**EXERCISE INSTRUCTIONS:** Your answer must be every line of the data below that holds the string "wooden", copied exactly.

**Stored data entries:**
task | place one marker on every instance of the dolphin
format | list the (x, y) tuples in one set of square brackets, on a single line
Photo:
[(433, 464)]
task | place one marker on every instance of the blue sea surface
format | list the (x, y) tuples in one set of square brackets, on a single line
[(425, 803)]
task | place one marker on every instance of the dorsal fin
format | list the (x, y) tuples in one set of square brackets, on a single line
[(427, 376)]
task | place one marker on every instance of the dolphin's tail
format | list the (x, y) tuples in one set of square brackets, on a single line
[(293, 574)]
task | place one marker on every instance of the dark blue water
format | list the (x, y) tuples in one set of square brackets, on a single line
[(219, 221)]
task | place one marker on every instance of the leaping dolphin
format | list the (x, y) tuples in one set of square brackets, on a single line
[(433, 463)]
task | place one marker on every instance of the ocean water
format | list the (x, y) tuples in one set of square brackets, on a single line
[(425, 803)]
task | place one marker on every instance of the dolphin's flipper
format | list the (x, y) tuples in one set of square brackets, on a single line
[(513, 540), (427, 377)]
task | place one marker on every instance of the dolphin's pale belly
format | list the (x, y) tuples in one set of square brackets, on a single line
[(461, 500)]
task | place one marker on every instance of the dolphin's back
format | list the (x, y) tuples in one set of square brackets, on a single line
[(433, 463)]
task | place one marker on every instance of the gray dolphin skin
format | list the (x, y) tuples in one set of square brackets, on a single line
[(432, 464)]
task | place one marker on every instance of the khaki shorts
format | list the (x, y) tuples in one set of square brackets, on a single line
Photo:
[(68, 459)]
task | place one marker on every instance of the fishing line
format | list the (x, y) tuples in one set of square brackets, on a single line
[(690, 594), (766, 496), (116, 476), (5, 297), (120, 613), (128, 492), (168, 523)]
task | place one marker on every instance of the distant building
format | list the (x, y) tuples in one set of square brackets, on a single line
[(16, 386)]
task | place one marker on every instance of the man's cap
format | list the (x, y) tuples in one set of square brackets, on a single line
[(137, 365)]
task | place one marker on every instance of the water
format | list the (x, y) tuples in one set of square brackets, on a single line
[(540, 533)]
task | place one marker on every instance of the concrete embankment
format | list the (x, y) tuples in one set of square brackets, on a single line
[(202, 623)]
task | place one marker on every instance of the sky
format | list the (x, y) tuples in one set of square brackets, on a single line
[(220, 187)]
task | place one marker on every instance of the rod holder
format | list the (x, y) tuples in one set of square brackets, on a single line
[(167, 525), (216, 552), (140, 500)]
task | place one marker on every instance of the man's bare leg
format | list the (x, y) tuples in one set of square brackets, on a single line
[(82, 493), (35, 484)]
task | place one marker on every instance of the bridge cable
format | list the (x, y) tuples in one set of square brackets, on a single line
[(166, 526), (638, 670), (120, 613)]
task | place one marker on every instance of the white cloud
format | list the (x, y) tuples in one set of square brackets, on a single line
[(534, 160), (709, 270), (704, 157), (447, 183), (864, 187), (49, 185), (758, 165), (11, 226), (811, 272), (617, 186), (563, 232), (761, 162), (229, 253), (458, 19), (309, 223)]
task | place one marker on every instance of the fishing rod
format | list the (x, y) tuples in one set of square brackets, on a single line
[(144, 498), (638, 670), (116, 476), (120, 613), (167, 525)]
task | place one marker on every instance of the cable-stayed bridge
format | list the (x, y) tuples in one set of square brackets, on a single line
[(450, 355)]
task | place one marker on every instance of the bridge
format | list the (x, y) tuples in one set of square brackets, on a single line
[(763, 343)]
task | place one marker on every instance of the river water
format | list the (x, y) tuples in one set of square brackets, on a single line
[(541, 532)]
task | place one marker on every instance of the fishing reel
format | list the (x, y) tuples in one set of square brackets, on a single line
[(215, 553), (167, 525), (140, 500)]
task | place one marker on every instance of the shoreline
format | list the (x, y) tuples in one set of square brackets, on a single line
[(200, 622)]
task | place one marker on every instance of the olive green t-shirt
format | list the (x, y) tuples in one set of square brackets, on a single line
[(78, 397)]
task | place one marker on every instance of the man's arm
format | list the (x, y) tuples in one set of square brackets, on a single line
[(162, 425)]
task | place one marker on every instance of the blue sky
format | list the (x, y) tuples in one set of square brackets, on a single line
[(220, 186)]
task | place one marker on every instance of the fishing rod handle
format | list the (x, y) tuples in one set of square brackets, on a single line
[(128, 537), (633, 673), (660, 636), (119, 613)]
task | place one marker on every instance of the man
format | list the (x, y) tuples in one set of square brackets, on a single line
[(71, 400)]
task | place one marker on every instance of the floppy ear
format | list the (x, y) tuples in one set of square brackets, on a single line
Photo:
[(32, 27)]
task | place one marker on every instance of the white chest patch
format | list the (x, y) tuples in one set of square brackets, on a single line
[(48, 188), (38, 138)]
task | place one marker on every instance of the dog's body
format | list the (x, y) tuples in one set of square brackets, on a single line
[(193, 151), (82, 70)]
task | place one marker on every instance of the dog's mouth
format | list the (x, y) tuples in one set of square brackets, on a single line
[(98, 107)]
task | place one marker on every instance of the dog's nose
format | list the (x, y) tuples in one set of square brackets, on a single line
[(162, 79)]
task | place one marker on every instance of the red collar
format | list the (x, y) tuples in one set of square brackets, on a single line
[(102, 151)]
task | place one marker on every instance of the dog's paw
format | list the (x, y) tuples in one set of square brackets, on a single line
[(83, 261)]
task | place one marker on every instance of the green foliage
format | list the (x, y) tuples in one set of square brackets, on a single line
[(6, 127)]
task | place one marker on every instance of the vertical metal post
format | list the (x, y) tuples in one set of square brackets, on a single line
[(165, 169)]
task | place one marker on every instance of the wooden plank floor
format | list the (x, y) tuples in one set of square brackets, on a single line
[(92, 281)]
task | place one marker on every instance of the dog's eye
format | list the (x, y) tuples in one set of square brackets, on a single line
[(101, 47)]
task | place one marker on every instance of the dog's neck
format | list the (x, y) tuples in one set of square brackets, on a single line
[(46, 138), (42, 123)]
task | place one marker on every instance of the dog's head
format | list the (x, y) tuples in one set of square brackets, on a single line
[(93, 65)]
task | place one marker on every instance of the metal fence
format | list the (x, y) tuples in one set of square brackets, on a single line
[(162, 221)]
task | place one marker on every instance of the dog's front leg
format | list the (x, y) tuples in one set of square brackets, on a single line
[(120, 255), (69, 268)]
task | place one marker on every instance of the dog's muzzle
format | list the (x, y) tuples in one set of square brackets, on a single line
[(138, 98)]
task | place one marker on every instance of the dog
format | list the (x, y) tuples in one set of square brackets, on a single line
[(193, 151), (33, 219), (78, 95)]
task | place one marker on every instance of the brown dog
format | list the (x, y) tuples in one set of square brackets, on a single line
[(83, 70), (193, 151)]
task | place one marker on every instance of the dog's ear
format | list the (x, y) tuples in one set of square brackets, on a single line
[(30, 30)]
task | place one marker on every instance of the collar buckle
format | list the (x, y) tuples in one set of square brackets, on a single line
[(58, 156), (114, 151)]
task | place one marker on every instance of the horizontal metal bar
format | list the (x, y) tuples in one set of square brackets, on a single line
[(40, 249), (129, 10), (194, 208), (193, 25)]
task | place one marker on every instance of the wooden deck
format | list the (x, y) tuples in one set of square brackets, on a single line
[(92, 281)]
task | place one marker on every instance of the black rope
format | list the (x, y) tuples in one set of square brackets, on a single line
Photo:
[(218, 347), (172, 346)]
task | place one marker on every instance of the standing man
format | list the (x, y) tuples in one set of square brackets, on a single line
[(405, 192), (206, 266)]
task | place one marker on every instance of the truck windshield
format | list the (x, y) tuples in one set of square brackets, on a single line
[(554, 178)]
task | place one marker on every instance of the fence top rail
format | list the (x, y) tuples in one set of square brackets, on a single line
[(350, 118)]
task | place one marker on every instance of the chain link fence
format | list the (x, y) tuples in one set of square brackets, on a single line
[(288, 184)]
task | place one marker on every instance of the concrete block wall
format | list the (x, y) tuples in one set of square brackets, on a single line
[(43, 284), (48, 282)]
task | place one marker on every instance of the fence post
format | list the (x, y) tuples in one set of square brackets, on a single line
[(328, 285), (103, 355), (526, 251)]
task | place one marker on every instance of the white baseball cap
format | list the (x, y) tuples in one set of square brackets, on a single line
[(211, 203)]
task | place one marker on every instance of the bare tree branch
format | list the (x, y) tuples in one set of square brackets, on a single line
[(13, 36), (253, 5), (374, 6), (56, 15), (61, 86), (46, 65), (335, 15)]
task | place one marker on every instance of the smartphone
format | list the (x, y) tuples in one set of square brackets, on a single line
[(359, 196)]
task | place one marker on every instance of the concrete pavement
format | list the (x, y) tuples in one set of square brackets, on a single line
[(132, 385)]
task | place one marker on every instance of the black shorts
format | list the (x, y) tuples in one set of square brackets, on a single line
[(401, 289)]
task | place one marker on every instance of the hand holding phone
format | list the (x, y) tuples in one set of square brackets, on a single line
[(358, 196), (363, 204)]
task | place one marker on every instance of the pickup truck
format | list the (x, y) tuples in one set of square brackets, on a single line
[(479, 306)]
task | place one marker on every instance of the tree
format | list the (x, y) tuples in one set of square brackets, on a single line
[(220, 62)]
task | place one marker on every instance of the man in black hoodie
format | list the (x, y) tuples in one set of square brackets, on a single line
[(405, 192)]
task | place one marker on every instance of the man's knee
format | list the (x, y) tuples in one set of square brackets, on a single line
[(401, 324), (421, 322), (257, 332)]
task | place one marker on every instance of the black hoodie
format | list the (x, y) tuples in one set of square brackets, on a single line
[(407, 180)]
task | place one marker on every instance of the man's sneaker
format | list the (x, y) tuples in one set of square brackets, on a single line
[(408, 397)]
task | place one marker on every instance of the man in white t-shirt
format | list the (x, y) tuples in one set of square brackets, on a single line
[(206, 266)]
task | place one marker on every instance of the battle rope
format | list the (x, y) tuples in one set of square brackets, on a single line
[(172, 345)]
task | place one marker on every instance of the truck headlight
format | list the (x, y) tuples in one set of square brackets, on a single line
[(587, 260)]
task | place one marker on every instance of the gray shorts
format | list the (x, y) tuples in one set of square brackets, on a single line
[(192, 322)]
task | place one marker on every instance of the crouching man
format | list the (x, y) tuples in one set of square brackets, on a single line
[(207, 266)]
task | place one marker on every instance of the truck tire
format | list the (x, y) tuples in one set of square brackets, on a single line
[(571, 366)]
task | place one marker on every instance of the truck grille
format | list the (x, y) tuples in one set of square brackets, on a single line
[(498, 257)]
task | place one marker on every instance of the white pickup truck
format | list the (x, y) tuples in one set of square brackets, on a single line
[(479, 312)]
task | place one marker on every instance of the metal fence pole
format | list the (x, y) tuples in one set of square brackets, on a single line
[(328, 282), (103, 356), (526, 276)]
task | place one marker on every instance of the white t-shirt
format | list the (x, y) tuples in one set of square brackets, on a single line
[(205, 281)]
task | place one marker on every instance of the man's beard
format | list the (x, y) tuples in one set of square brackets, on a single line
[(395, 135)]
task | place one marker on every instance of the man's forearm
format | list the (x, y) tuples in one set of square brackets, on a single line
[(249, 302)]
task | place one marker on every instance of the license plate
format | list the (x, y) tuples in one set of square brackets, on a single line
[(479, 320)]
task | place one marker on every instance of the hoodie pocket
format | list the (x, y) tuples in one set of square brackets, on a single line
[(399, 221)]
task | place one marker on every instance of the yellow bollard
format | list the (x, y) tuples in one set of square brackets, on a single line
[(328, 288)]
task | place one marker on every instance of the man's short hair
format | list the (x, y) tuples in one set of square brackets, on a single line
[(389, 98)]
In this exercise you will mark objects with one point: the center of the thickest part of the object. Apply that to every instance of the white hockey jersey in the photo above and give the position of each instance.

**RESULT OF THIS TASK:**
task | place one marker on every instance of the wooden plank floor
task | place one marker on every instance of the wooden deck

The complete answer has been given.